→ **TASK BRIEF**:
Return each line of the entries below verbatim, character for character, without the pictures.

→ **GIVEN DATA**:
_ _ _
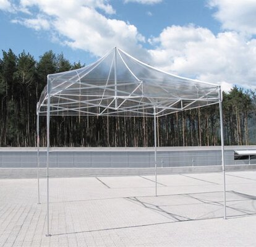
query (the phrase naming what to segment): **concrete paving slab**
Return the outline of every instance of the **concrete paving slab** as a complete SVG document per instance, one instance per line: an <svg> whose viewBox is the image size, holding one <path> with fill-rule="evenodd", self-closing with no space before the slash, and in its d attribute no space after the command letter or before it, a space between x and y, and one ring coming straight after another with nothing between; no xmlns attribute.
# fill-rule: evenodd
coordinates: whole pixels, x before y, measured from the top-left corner
<svg viewBox="0 0 256 247"><path fill-rule="evenodd" d="M221 174L160 175L156 197L153 176L52 178L51 237L45 179L40 204L36 179L2 179L0 246L256 246L254 174L230 173L227 220Z"/></svg>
_ _ _
→ **FINAL RESULT**:
query (the phrase naming what to segment): **concrete paving slab**
Return the outline of every instance of the **concrete paving slab** as a complete SVG document per instance, one instance per line: an <svg> whose viewBox is the image size, holding one <path> with fill-rule="evenodd", self-closing with no space before the slash, and in its d attribute no space after the command letter or before it, a space between x and y, and one ring coming straight after another with nothing between; no xmlns attribute.
# fill-rule: evenodd
coordinates: whole pixels, x before y, measured from the top-left corner
<svg viewBox="0 0 256 247"><path fill-rule="evenodd" d="M221 174L160 175L156 197L153 176L52 178L51 237L45 179L40 204L36 179L2 179L0 246L256 246L254 174L230 173L227 220Z"/></svg>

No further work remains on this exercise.